++++ MATERIAL FOR THE TASK

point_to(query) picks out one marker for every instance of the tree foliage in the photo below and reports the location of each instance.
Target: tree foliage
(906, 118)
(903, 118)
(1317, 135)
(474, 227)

++++++++

● INSTRUCTIONS TO FOLLOW:
The records above are to be set down again exactly as written.

● EXERCISE OUTPUT:
point_to(query) picks out one marker for every instance of the tree foliage in the photo below and reports the location of each instance.
Target: tree foliage
(906, 118)
(903, 118)
(1317, 135)
(474, 227)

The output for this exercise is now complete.